- _REQUIREMENT_
Word for word, reproduce each of the entries.
:::::
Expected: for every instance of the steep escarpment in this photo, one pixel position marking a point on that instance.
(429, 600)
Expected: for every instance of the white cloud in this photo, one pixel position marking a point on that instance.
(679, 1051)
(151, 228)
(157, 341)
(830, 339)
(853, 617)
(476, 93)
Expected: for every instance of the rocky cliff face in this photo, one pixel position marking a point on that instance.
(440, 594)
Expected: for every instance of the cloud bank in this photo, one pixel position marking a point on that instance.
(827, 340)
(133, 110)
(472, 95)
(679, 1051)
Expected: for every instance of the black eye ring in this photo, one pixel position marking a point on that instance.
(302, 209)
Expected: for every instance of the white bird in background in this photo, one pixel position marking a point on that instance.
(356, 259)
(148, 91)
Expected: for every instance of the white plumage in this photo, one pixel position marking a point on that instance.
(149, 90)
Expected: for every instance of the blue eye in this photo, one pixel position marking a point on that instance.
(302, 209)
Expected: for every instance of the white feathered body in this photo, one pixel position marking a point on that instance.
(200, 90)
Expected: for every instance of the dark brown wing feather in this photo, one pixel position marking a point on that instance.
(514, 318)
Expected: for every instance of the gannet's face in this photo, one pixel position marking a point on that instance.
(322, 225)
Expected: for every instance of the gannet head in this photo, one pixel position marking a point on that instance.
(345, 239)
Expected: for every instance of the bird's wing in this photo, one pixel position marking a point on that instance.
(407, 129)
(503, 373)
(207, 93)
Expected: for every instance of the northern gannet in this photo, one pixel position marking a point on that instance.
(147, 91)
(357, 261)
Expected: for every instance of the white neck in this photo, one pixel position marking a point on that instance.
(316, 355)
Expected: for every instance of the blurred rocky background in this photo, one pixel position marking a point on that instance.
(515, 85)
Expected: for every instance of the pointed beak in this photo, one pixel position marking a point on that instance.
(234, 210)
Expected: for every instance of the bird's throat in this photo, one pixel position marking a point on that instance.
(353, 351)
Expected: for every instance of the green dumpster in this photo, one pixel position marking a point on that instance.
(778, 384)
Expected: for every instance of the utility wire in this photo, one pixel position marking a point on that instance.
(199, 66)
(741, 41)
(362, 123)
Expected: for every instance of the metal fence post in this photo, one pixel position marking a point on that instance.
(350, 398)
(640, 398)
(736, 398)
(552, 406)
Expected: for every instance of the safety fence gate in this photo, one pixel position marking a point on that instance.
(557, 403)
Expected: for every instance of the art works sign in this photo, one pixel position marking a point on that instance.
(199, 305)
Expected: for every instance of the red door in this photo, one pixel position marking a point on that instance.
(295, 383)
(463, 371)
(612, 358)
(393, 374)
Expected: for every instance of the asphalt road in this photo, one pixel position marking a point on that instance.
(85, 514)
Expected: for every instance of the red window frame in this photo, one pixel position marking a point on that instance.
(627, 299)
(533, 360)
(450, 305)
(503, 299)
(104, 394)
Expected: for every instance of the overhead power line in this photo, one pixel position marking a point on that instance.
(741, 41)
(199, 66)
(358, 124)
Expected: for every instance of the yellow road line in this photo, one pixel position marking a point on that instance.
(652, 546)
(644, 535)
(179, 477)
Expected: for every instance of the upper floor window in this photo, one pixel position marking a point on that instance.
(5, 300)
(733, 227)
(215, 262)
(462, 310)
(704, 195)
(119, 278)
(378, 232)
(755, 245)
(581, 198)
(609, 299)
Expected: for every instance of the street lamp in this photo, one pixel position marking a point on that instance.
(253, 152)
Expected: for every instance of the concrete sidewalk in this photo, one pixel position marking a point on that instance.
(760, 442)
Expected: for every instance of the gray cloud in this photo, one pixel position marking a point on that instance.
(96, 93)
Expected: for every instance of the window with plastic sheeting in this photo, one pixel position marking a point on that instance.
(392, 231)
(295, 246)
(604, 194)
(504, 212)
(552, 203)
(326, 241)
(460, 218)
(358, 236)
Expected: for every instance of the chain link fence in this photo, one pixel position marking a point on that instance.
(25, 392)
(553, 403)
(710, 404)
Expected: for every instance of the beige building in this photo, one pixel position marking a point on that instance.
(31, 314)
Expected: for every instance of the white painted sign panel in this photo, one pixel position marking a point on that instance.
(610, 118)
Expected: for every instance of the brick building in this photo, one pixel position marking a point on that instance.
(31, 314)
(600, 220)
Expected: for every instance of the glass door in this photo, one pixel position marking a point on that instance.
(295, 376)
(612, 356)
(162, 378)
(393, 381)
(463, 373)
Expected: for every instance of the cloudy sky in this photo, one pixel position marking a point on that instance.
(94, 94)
:::::
- _TASK SOLUTION_
Expected: for every instance of the steep escarpment in this photo, one pixel position marking a point on that instance.
(429, 600)
Expected: for every instance of the white cloud in this photo, one pixel position marking a point on that instance.
(679, 1051)
(151, 228)
(157, 341)
(830, 339)
(853, 617)
(476, 93)
Expected: for every instance of the rocky cliff face in this photo, one pixel position marking a point on that instance.
(440, 594)
Expected: for every instance of the cloud bank in this photo, one pixel position marking a point on that instance.
(827, 340)
(133, 110)
(472, 95)
(679, 1051)
Expected: for every instance of the black eye ring in this photo, one pixel position marking a point on that instance.
(302, 209)
Expected: for every instance of the white bird in background in this photo, one pixel position marking a point on that instance.
(356, 259)
(148, 91)
Expected: for every instance of the white plumage in this photo, one pixel position marking a point on that instance.
(149, 90)
Expected: for every instance of the blue eye in this photo, one pixel position marking a point on that instance.
(302, 209)
Expected: for every instance of the white feathered body in this photo, one pixel position marking a point on that instance.
(200, 90)
Expected: for every instance of the dark brown wing feather in this photo, one pixel position marking a point on that instance.
(514, 318)
Expected: for every instance of the gannet's face in this photo, one pixel position marking a point on that instance.
(322, 225)
Expected: for every instance of the gannet head in this photo, one pixel position marking a point on that instance.
(345, 239)
Expected: for every instance of the bird's wing in this photo, one pixel position marking a point on that instance.
(407, 129)
(503, 373)
(207, 93)
Expected: for every instance of the northern gannet in this photo, one pixel position marking a point on that instance.
(147, 91)
(357, 261)
Expected: for every instance of the white neck in this photo, one pixel position marking a point on that instance.
(316, 355)
Expected: for every instance of the blurred rocky background in this photo, one pixel position marking a point on that instance.
(515, 85)
Expected: for every instance of the pointed beak in this photo, one pixel position marking a point on that instance.
(234, 210)
Expected: for every instance of the bird's throat in this photo, one pixel position marking a point on that instance.
(353, 351)
Expected: for every instance of the green dumpster in this photo, one pixel position marking a point on that instance.
(778, 384)
Expected: for every instance of the utility wire in this photo, one pixel position marking a point on that instance.
(199, 66)
(741, 41)
(362, 123)
Expected: for every instance of the metal fence post in this photo, one pixel position marking a point on that instance.
(350, 398)
(640, 398)
(736, 398)
(552, 406)
Expected: for every instance of the safety fence gate in this photo, one pixel position marking a point on that instance.
(557, 403)
Expected: for every instance of the art works sign in this photo, one pixel position marking a point on that instance.
(199, 305)
Expected: for every instance of the red door in this photo, one pixel position marking a point on that instance.
(295, 383)
(463, 371)
(612, 358)
(393, 374)
Expected: for every instance of the asphalt road in this photo, one pixel position marking a point on that instance.
(85, 514)
Expected: for every instance of the red window frame in this photo, one pixel position marking a point on that instance.
(627, 299)
(533, 360)
(450, 305)
(503, 299)
(104, 394)
Expected: for every instance of the overhead power line in this photo, one pixel position marking a point on that instance.
(741, 41)
(199, 66)
(358, 124)
Expected: for every instance of the yellow road line in this photo, one pixel position marking a point on that instance.
(652, 546)
(644, 535)
(179, 477)
Expected: for every instance of the upper floor window in this photo, one pixel position marking a point on that instance.
(5, 300)
(733, 227)
(215, 262)
(462, 310)
(704, 195)
(119, 278)
(378, 232)
(755, 245)
(581, 198)
(609, 299)
Expected: for every instance of the street lamp in this photo, one pixel position marking a point on that instance.
(253, 152)
Expected: for every instance of the concrete sidewalk in this photo, one pixel position marking a point on that instance.
(760, 442)
Expected: for every instance of the gray cloud in this photo, one pixel position marking a point on that instance.
(96, 93)
Expected: for every instance of the window with plastic sheeting in this photo, one pixel position marking a point on that instance.
(392, 231)
(295, 246)
(604, 194)
(504, 212)
(552, 203)
(326, 241)
(460, 218)
(358, 236)
Expected: for every instance of the chain link fence in this photo, one pixel position marking a point on that instance.
(25, 392)
(553, 403)
(710, 404)
Expected: for every instance of the beige building in this photo, one pixel position marking a point on that instance.
(31, 314)
Expected: for every instance of the white painted sign panel in this photo, one pixel position marking a point on that instance.
(610, 118)
Expected: for every instance of the brick building in this photo, one pixel position marking a point on that instance.
(31, 314)
(600, 220)
Expected: for every instance of the glass door in this photo, one pixel position marking a point on that instance.
(295, 376)
(612, 356)
(162, 378)
(393, 381)
(463, 373)
Expected: for every instance of the cloudy sky in this photo, one pixel position marking a point on that instance.
(94, 94)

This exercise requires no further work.